==== Provided information ====

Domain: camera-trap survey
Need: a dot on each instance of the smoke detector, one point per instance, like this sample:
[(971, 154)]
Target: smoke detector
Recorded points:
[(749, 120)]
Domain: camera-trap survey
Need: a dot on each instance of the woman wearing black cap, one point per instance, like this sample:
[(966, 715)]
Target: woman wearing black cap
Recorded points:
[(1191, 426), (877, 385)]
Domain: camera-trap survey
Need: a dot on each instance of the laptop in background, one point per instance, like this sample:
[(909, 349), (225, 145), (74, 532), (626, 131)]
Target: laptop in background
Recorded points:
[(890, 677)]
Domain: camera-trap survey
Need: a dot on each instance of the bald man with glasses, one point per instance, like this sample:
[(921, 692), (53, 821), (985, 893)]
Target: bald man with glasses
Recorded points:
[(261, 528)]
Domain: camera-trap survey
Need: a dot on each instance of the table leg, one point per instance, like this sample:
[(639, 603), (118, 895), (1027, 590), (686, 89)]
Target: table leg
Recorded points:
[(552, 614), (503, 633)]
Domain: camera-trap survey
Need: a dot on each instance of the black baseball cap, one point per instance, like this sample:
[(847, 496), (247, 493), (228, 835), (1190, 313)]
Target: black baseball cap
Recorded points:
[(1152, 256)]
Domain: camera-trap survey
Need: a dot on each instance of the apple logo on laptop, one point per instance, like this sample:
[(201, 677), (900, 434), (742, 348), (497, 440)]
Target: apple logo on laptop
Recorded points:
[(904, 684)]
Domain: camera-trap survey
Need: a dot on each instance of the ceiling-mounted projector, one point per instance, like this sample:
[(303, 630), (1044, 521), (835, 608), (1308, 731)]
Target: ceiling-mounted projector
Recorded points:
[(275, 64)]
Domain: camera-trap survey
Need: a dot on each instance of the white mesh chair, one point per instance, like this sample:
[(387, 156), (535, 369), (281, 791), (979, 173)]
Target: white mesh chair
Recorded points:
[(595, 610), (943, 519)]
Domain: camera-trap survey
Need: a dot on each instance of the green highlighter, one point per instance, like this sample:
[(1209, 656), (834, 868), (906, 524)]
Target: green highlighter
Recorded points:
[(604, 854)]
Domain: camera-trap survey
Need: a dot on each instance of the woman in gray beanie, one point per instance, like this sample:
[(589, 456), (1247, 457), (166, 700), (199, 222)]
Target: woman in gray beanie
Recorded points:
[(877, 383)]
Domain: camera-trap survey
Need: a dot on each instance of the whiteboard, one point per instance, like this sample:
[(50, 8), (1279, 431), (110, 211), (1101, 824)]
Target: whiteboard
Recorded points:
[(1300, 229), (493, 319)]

====

## Instructions for the task
Copy all the lines, exactly.

## Answer below
Domain: camera-trap survey
Need: a dot on each instance of the smoke detector, one point per instance, like this sample:
[(971, 154)]
Target: smoke detector
Recorded points:
[(749, 120)]
Domain: camera-trap survey
Need: a dot on each instance of the woman wearing black cap, one point per instance, like this sample:
[(966, 715)]
Target: woman wearing black cap
Recorded points:
[(1191, 426), (877, 385)]
Domain: camera-trap survey
Need: a dot on each instance of the laptop in background, one point per instance, like this sample:
[(909, 349), (225, 145), (74, 532), (626, 131)]
Target: laptop in background
Recorded points:
[(890, 677)]
Domain: camera-trap survey
Need: a dot on each instance of the bald man with glasses, one point per instance, like this sample:
[(921, 692), (53, 821), (985, 893)]
Target: bald man with glasses
Recorded points:
[(261, 528)]
Domain: camera-trap survey
Need: a dot on each instance of the table leg, one point per instance, like this sample:
[(639, 603), (118, 895), (1027, 590), (686, 89)]
Target: table leg
Recorded points:
[(552, 614), (503, 633)]
Domain: camera-trap survey
Need: a dot on each instance of the black baseball cap, one point per instance, like this sample:
[(847, 496), (247, 493), (228, 835), (1190, 313)]
Target: black baseball cap
Recorded points:
[(1152, 256)]
Domain: camera-trap survey
Need: a dot on each instance of the apple logo on laptop, one point per instance, like this sample:
[(201, 677), (900, 434), (742, 348), (497, 440)]
Target: apple logo on laptop
Recorded points:
[(904, 684)]
Domain: camera-trap survey
Need: a dot on each instance of the ceiling-mounted projector, one point per instance, like this sample:
[(303, 630), (1044, 521), (835, 608), (1308, 731)]
Target: ceiling-mounted projector
Recorded points:
[(275, 64)]
Domain: camera-trap survey
Need: a dot on each instance of the white mesh chair, one point per instance, like this sample:
[(387, 156), (535, 369), (281, 791), (979, 173)]
Target: white mesh chair
Recorded points:
[(595, 610), (943, 519)]
Domain: camera-trap survey
Need: a dot on each instance of the green highlighter, one point per instance, like this sample:
[(1209, 656), (834, 868), (906, 524)]
Target: green highlighter
Recorded points:
[(604, 854)]
Domain: camera-trap survey
Need: a dot on each instance of the woman in gray beanie, one point per instance, like this sample:
[(589, 456), (1247, 457), (166, 700), (199, 222)]
Target: woman in gray beanie
Recorded points:
[(877, 383)]
Domain: camera-trap survey
Need: a dot on each instance of the whiteboard, one point per instance, like this sample:
[(50, 8), (1279, 431), (110, 211), (1101, 824)]
Target: whiteboard
Recorded points:
[(1300, 229), (493, 319)]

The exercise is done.